#### [WORK REQUEST]
Every record must be repeated exactly, with no omission.

#### [DATA SHOWN]
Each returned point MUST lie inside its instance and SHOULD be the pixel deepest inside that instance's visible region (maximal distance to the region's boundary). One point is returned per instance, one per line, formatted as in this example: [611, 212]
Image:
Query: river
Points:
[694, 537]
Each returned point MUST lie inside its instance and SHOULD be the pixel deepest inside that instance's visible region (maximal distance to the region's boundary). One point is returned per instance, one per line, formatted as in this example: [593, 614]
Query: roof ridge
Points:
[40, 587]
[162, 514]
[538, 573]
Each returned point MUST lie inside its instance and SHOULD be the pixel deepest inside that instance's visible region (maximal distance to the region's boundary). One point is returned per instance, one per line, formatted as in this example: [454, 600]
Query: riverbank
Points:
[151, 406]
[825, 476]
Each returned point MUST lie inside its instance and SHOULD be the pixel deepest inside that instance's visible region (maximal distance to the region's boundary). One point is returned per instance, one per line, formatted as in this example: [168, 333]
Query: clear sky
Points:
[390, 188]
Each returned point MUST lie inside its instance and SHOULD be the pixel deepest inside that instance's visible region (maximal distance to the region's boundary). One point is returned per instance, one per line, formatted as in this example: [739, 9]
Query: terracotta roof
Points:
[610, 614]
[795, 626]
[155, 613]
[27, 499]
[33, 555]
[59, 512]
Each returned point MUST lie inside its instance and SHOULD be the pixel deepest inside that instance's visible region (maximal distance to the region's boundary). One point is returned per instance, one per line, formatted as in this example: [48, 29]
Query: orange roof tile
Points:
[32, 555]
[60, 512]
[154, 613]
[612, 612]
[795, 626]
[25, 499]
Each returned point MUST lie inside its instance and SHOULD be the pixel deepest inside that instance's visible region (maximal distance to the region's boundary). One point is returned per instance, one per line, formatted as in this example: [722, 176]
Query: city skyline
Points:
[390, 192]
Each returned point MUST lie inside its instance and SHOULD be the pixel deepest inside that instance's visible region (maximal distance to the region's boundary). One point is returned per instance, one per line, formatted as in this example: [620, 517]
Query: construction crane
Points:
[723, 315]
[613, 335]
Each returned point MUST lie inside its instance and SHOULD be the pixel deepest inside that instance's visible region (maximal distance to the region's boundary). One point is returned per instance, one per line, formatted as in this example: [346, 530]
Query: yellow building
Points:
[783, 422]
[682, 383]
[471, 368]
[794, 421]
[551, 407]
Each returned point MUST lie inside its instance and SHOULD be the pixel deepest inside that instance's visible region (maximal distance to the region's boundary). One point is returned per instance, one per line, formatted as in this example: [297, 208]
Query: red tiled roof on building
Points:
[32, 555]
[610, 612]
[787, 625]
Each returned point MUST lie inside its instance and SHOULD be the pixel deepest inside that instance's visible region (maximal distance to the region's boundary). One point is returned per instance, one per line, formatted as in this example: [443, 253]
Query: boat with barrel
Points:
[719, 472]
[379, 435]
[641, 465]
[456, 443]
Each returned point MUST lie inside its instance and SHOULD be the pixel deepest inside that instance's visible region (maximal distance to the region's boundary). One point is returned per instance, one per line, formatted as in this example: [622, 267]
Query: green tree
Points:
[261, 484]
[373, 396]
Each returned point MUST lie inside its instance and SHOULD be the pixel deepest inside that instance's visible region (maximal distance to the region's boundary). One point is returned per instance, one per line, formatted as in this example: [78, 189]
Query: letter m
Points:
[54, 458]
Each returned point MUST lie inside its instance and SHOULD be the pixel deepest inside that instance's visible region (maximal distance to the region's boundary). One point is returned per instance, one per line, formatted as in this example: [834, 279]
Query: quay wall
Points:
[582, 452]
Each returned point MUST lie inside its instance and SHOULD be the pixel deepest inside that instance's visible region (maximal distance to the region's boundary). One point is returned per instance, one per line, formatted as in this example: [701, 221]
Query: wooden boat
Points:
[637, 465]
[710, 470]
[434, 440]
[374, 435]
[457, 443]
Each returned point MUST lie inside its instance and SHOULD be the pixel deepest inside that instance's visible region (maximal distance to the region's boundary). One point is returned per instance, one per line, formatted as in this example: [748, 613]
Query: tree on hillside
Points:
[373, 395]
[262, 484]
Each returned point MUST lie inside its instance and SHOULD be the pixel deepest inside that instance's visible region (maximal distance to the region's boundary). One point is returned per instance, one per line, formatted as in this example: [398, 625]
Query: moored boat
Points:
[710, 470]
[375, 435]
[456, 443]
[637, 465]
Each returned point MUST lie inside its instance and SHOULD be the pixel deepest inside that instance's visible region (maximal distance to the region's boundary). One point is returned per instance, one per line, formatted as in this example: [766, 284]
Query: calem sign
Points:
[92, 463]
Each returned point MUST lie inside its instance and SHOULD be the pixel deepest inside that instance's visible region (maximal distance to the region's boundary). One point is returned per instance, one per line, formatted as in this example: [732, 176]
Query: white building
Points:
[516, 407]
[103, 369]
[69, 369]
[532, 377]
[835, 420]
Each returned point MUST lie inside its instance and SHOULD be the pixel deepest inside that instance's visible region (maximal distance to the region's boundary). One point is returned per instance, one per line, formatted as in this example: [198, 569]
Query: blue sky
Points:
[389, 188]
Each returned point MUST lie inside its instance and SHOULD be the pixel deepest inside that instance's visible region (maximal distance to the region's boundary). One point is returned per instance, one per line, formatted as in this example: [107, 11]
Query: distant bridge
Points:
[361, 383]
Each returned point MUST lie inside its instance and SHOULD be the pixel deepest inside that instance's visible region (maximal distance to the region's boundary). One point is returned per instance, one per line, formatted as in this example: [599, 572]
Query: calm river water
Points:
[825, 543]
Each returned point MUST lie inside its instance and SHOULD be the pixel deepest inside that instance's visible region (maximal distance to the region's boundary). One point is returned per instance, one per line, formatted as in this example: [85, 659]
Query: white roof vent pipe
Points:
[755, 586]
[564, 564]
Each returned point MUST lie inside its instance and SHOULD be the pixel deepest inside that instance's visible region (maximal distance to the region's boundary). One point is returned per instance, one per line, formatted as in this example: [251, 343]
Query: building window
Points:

#### [EXPECTED OUTPUT]
Each returned point MUST lie inside its instance and SHOULD be the pixel deepest inside that instance's visible region (maximal distance to the region's boundary). One point is returned per instance, one per line, formatted as in this example: [611, 212]
Image:
Query: river
Points:
[694, 537]
Each returned point MUST lie inside its instance and SHOULD be the pixel deepest inside that instance's visible region (maximal distance to the region's boundary). One point is returned per instance, one per line, formatted as in this example: [593, 614]
Query: roof ridge
Points:
[40, 587]
[162, 514]
[538, 573]
Each returned point MUST lie inside its instance and SHOULD be the pixel deepest inside that instance's visible region (maximal distance to the region's boundary). One point is returned per instance, one per line, formatted as in this example: [454, 600]
Query: riverbank
Points:
[151, 406]
[825, 476]
Each returned point MUST lie inside its instance and SHOULD be the pixel deepest inside that instance's visible region (maximal distance to the region's boundary). One point is returned per instance, one per line, formatted as in this example: [168, 333]
Query: clear sky
Points:
[390, 188]
Each returned point MUST lie inside its instance and SHOULD be the pixel deepest inside that instance's visible region (maximal distance to the region's boundary). One point is returned per instance, one per line, formatted as in this example: [739, 9]
Query: terracotta roof
Points:
[610, 614]
[795, 626]
[155, 613]
[27, 499]
[33, 555]
[59, 512]
Each returned point MUST lie inside its instance and SHOULD be the pixel deepest inside that instance's visible region (maximal distance to the region's boundary). One point is returned per instance, one per line, formatted as in this example: [48, 29]
Query: orange roof tile
Points:
[32, 555]
[60, 512]
[154, 613]
[612, 612]
[795, 626]
[25, 499]
Each returned point MUST lie inside its instance and SHOULD be the pixel deepest inside that instance's visible region (maximal distance to the region's boundary). One point is returned per instance, one per line, formatted as in this example: [722, 176]
Query: city skyline
Points:
[390, 192]
Each returned point MUST lie inside its instance and SHOULD be the pixel deepest inside that instance's visible region (maximal distance to the region's boundary). One point is returned per instance, one per line, formatted as in this example: [620, 517]
Query: construction crane
Points:
[723, 315]
[613, 335]
Each returned point MUST lie inside its instance and SHOULD be the pixel deepest inside that instance's visible region (maximal distance to the region's boundary). One point is returned per instance, one per line, formatted as in this example: [346, 530]
Query: yellow building
Points:
[783, 422]
[682, 383]
[471, 368]
[794, 421]
[551, 407]
Each returned point MUST lie inside its instance and SHOULD be the pixel deepest inside that instance's visible region (maximal distance to the region's boundary). One point is returned per instance, one per line, formatted as in this example: [297, 208]
Query: red tiled roof on building
Points:
[32, 555]
[610, 612]
[787, 625]
Each returned point MUST lie inside its instance and SHOULD be the pixel deepest inside that instance's visible region (maximal distance to the region's boundary). One point is returned per instance, one per line, formatted as in this example: [443, 253]
Query: boat with barrel
Points:
[719, 472]
[379, 435]
[641, 465]
[456, 443]
Each returned point MUST lie inside its instance and SHOULD be the pixel deepest inside that instance's visible region (maximal distance to the region's boundary). One point is returned per instance, one per line, formatted as in this example: [622, 267]
Query: green tree
Points:
[261, 484]
[373, 396]
Each returned point MUST lie inside its instance and SHOULD be the pixel deepest inside that instance's visible region (maximal distance to the region's boundary). One point is returned per instance, one per line, formatted as in this example: [78, 189]
Query: letter m
Points:
[54, 458]
Each returned point MUST lie inside its instance and SHOULD be the pixel deepest inside that instance's visible region (maximal distance to the region's boundary). One point is returned per instance, one per line, formatted as in this example: [834, 279]
Query: quay wall
Points:
[582, 452]
Each returned point MUST lie inside its instance and SHOULD be the pixel deepest inside that instance's visible region (maximal distance to the region's boundary). One point is returned per instance, one per line, formatted as in this example: [701, 221]
Query: wooden boat
Points:
[637, 465]
[710, 470]
[434, 440]
[374, 435]
[457, 443]
Each returned point MUST lie inside its instance and SHOULD be the pixel deepest inside that instance's visible region (maximal distance to the region's boundary). One point is returned per instance, one per line, formatted as in this example: [748, 613]
Query: tree on hillside
Points:
[373, 395]
[262, 484]
Each returned point MUST lie inside its instance and SHOULD be the pixel deepest inside that instance's visible region (maximal distance to the region's boundary). One point is returned per instance, one per line, formatted as in this example: [398, 625]
Query: moored boat
Points:
[710, 470]
[375, 435]
[456, 443]
[637, 465]
Each returned point MUST lie inside its instance and SHOULD be the pixel deepest inside that instance's visible region (maximal distance to the region's boundary). One point is returned per instance, one per line, formatted as in this example: [766, 284]
Query: calem sign
Points:
[92, 463]
Each returned point MUST lie inside its instance and SHOULD be the pixel deepest inside that instance's visible region (maximal distance to the region's boundary). One point is returned per instance, one per line, formatted as in this example: [732, 176]
Query: white building
Points:
[516, 407]
[103, 369]
[69, 369]
[532, 377]
[835, 420]
Each returned point MUST lie inside its instance and SHOULD be the pixel deepest inside that instance's visible region (maximal distance to the region's boundary). One point is returned per instance, one per line, formatted as in this example: [198, 569]
Query: blue sky
Points:
[389, 188]
Each returned point MUST lie inside its instance and SHOULD be the pixel deepest inside that instance's visible region (maximal distance to the region's boundary). One point is returned per instance, one per line, formatted as in this example: [107, 11]
Query: distant bridge
Points:
[361, 383]
Each returned point MUST lie inside its instance and SHOULD be the pixel deepest inside that instance's visible region (maximal distance to the region's boundary). One point is returned per instance, one per line, formatted as in this example: [599, 572]
Query: calm river water
Points:
[825, 543]
Each returned point MUST lie inside its instance and SHOULD be the pixel deepest inside that instance's visible region (maximal distance to the region's boundary). One point is returned per instance, one per line, formatted as in this example: [85, 659]
Query: white roof vent pipe
Points:
[755, 586]
[564, 564]
Each returned point MUST lie inside its instance and SHOULD be the pixel deepest inside that instance's visible region (maximal distance to the region's boundary). One point is returned per instance, one per line, formatted as in this example: [251, 343]
Query: building window
Points:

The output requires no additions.